BAGIAN TEKS »
((
Senin, 06 April 2009

Komitmen Sultan Thaha Syaifuddin

JIKA MATI SEBUT HIDUP, BILA HIDUP KATAKAN MATI
(Dalam rangka memperingati 105 tahun gugurnya Sultan Thaha Syaifuddin)


Dengan pedang terhunus di tangan, dalam perang yang tidak seimbang, Sultan Thaha Syaifuddin (STS) bertempur melawan Belanda bersama para pengikutnya demi mempertahankan tanah air. Di hutan padang rimba Tanah Garo Kabupaten Tebo, Belanda menggempur habis markas STS. Lewat tengah malam Pahlawan Nasional STS gugur tertembus peluru Belanda, terhempas mencium bumi, darahnya harum sebagai kusuma bangsa.

STS memang wafat dan gugur sebagai pejuang bangsa. Akan tetapi ajaran dan filsafat hidupnya tidak akan musnah. Salah satu pesan yang pernah disampaikan adalah jika mati sebut hidup, bila hidup katakan mati. Pesan ini menimbulkan makna yang beragam sehingga mengakibatkan lokasi makam STS berada tidak pada satu tempat. Kalau dikaitkan dengan sumpah pengikut STS setih setiyo yang salah satu isinya berbunyi “tunduklah kamu ibarat pisau lipat dan haruslah kamu seentak galah, serengkuh dayung, ibarat tetangguk di udang sama menengok, tetangguk di tabun sama mengerok (membuang), dapat samo belabo, hilang samo berugi”. Ini berarti STS tidak hanya ingin memberikan semangat berjuang rakyat Jambi dan mematahkan perlawanan Belanda tetapi ada pesan lain kepada generasi berikutnya yang lebih bermakna dibalik filosofi pesan tersebut.
Semua perjanjian yang dibuat dan ditandatangani oleh pendahulunya dibatalkan dan dinyatakan tidak berlaku oleh STS. Pemerintah Kolonial Belanda, memecat dan memberhentikan STS sebagai Kesultanan Raja Jambi sekaligus menduduki istana Keraton Tanah Pilih dan menggantinya dengan Sultan yang lain (Sultan Bayang/Sultan Tidur), akan tetapi rakyat Jambi tetap mengakui bahwa STS adalah masih Raja Kesultanan Jambi. Bahkan pengikutnya semakin banyak dan besar.
Tidak pernah menikmati fasilitas istana, tidak punya rumah dan tanah pribadi bahkan menolak mentah-mentah tawaran Belanda memberikan segala kebutuhan hidup yang mewah. Memilih bergabung dengan rakyat dalam hidup sederhana, berpindah-pindah dari satu hutan ke hutan yang lain. Pada setiap kesempatan memasuki kampung warga, maka rakyat menyambut kedatangan STS dengan suka cita. Taat menjalankan perintah Tuhan, seorang muslim sejati, bergaul dengan semua kalangan, diplomat handal serta memiliki strategi unggul dalam mengatur siasat bertempur dan membagi tugas prajurit.
))
TUJUAN TUGAS A » Menurut artikel tentang Sultan Thaha Syaifuddin, di mana Belanda menggempur habis markasnya?

Contoh pelabelan titik:
((
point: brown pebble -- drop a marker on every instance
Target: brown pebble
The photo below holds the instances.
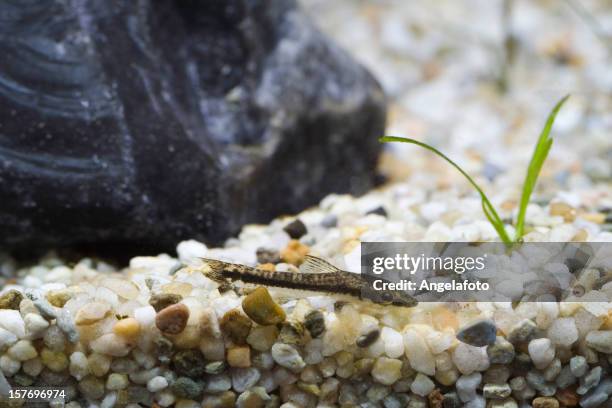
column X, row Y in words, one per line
column 545, row 402
column 267, row 267
column 11, row 300
column 568, row 397
column 172, row 319
column 161, row 301
column 236, row 326
column 262, row 309
column 58, row 298
column 436, row 399
column 239, row 357
column 564, row 210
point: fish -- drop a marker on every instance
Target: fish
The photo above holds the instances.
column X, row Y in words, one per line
column 317, row 275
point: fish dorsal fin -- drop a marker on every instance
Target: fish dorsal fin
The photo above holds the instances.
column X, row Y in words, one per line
column 312, row 264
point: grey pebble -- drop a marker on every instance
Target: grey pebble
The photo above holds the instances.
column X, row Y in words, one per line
column 451, row 400
column 466, row 386
column 537, row 381
column 477, row 402
column 523, row 331
column 552, row 371
column 329, row 221
column 478, row 334
column 589, row 381
column 395, row 400
column 314, row 322
column 366, row 340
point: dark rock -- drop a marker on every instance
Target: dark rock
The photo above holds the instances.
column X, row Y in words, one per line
column 144, row 123
column 296, row 229
column 185, row 387
column 480, row 333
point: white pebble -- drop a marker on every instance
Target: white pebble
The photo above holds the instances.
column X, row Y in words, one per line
column 422, row 385
column 418, row 353
column 542, row 352
column 157, row 384
column 439, row 341
column 109, row 400
column 394, row 343
column 11, row 320
column 145, row 316
column 563, row 332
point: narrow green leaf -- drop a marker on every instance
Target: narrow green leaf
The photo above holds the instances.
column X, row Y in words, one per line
column 540, row 153
column 487, row 207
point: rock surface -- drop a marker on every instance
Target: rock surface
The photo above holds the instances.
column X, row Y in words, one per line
column 158, row 121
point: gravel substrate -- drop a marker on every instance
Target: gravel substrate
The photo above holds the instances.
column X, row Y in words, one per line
column 159, row 334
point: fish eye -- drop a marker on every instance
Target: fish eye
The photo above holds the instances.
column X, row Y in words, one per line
column 386, row 297
column 578, row 290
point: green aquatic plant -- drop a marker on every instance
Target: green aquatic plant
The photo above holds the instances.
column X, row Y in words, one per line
column 540, row 154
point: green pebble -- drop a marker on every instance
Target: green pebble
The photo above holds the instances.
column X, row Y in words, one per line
column 216, row 367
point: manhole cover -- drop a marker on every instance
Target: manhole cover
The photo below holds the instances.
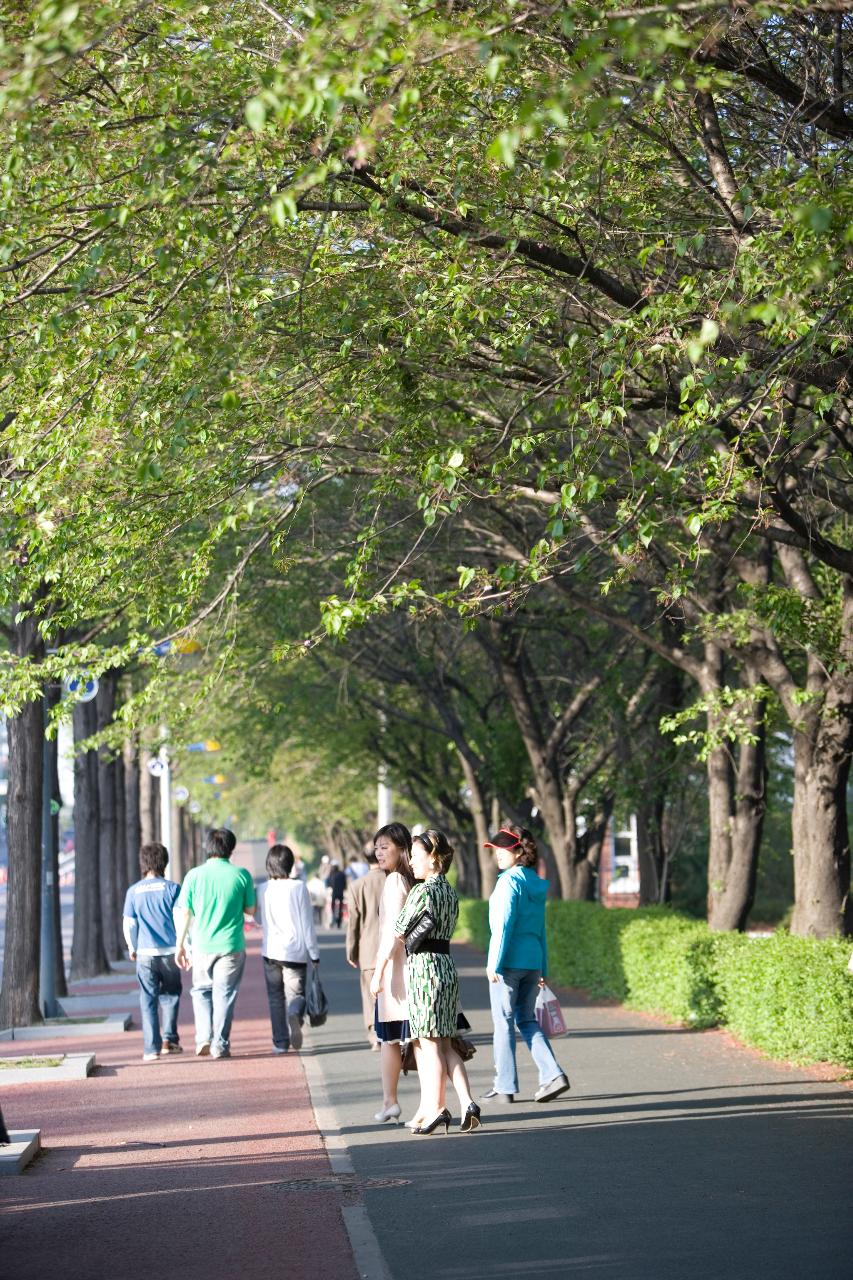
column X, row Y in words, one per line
column 349, row 1184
))
TUJUAN TUGAS B » Kembalikan baris-baris daftar mulai dari baris yang memuat "point: manhole cover" sampai akhir daftar, termasuk kedua ujungnya, persis sama. Jangan sertakan gambar dalam jawaban.

KELUARAN LENGKAP A » Di hutan padang rimba Tanah Garo, Kabupaten Tebo.

KELUARAN LENGKAP B »
point: manhole cover -- drop a marker on every instance
Target: manhole cover
The photo below holds the instances.
column X, row Y in words, one per line
column 349, row 1184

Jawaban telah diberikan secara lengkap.